■ **Список задач**
1. Воспроизведите отрывок о Писареве полностью и без изменений.
2. Перепишите только часть строк данных, которая открывается их первой строкой и закрывается строкой, содержащей «[316,161,349,199]», включая обе границы. В ней замените «detection query» на «search query», остальное оставьте без изменений.
----- Исходный отрывок
Читать книгу «Литератор Писарев» онлайн полностью📖 — Самуила Лурье — MyBook.
image

Глава вторая
СЕНТЯБРЬ 1856 – АВГУСТ 1857

Профессоры читали слишком громко. На первом курсе числилось всего двенадцать филологов. Один из них, впрочем, на лекциях не показывался. Звали его Всеволод Крестовский, он писал стихи, печатался, вращался в литературных салонах. В университете он появился лишь перед началом переходных экзаменов, весной.

Остальные первокурсники посещали занятия довольно усердно. Тем более что и лекций было всего двенадцать в неделю, и записывать их было не обязательно (не то что в Главном педагогическом институте!). Один Писарев вел, разумеется, тщательнейшие конспекты и школьническим прилежанием вызывал снисходительные усмешки соседей. «Рыженький, розовенький, с веснушками на лице, одетый с иголочки, он глядел вербным херувимчиком. Лекций он записывал бисерным почерком в красивеньких, украшенных декалькоманиею тетрадочках с розовыми клакспапирчиками. Всегда тихонький и кроткий, он имел вид не столько студента, сколько гимназиста третьего или четвертого класса», – впоследствии вспоминал однокурсник его Скабичевский.

Главными предметами были древняя история (профессор Касторский), теория языка и история древнерусской литературы (адъюнкт-профессор Сухомлинов), а также славянские наречия (академик Срезневский).
----------
----- Выдержка из данных
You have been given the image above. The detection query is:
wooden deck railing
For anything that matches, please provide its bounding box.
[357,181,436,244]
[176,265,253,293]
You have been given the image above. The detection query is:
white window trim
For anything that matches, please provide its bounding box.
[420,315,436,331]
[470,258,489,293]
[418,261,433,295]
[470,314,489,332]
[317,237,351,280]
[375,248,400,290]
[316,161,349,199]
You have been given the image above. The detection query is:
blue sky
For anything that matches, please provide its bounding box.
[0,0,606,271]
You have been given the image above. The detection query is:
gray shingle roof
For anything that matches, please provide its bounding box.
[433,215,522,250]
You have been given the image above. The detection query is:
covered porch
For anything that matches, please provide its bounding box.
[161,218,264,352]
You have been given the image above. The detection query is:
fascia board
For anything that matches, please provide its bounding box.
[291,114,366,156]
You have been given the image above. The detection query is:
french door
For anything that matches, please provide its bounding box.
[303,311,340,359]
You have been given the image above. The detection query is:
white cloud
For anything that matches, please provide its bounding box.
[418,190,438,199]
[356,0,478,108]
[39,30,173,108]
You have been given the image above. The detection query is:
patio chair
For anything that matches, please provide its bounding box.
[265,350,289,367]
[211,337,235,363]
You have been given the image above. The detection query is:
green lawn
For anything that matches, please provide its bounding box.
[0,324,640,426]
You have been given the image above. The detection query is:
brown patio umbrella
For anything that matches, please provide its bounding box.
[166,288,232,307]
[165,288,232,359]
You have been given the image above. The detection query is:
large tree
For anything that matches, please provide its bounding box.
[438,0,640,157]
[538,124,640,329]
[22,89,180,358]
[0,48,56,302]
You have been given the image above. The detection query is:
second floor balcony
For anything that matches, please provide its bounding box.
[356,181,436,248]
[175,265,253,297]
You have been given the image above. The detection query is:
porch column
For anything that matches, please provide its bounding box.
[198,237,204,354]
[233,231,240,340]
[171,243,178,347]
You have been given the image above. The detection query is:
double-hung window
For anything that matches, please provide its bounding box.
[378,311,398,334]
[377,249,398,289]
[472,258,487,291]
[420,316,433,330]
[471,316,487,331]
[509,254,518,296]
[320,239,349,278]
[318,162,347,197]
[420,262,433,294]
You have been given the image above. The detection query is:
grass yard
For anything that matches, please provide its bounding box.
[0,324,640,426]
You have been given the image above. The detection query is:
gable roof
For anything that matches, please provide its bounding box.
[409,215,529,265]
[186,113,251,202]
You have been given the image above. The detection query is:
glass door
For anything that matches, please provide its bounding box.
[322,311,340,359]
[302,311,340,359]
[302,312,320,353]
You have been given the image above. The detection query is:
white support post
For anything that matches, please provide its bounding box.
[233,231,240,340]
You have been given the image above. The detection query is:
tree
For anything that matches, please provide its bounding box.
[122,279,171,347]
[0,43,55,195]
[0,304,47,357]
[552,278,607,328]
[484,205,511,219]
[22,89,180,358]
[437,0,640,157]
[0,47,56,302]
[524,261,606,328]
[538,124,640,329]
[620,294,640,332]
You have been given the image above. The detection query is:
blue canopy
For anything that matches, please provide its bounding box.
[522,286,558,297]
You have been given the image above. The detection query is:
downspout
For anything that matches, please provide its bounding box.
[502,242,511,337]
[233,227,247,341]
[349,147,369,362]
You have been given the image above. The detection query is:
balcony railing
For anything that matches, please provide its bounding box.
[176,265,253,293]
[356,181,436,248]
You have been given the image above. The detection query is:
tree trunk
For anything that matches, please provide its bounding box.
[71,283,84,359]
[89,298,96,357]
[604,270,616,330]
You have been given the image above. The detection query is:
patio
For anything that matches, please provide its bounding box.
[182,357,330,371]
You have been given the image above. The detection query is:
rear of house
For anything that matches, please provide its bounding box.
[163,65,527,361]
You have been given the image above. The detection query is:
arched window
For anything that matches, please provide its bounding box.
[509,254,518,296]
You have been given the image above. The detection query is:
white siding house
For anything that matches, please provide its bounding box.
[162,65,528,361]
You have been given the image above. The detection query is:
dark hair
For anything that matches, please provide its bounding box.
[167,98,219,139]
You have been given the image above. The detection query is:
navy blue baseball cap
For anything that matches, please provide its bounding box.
----------
■ **Ответы**
1.
Читать книгу «Литератор Писарев» онлайн полностью📖 — Самуила Лурье — MyBook.
image

Глава вторая
СЕНТЯБРЬ 1856 – АВГУСТ 1857

Профессоры читали слишком громко. На первом курсе числилось всего двенадцать филологов. Один из них, впрочем, на лекциях не показывался. Звали его Всеволод Крестовский, он писал стихи, печатался, вращался в литературных салонах. В университете он появился лишь перед началом переходных экзаменов, весной.

Остальные первокурсники посещали занятия довольно усердно. Тем более что и лекций было всего двенадцать в неделю, и записывать их было не обязательно (не то что в Главном педагогическом институте!). Один Писарев вел, разумеется, тщательнейшие конспекты и школьническим прилежанием вызывал снисходительные усмешки соседей. «Рыженький, розовенький, с веснушками на лице, одетый с иголочки, он глядел вербным херувимчиком. Лекций он записывал бисерным почерком в красивеньких, украшенных декалькоманиею тетрадочках с розовыми клакспапирчиками. Всегда тихонький и кроткий, он имел вид не столько студента, сколько гимназиста третьего или четвертого класса», – впоследствии вспоминал однокурсник его Скабичевский.

Главными предметами были древняя история (профессор Касторский), теория языка и история древнерусской литературы (адъюнкт-профессор Сухомлинов), а также славянские наречия (академик Срезневский).

2.
You have been given the image above. The search query is:
wooden deck railing
For anything that matches, please provide its bounding box.
[357,181,436,244]
[176,265,253,293]
You have been given the image above. The search query is:
white window trim
For anything that matches, please provide its bounding box.
[420,315,436,331]
[470,258,489,293]
[418,261,433,295]
[470,314,489,332]
[317,237,351,280]
[375,248,400,290]
[316,161,349,199]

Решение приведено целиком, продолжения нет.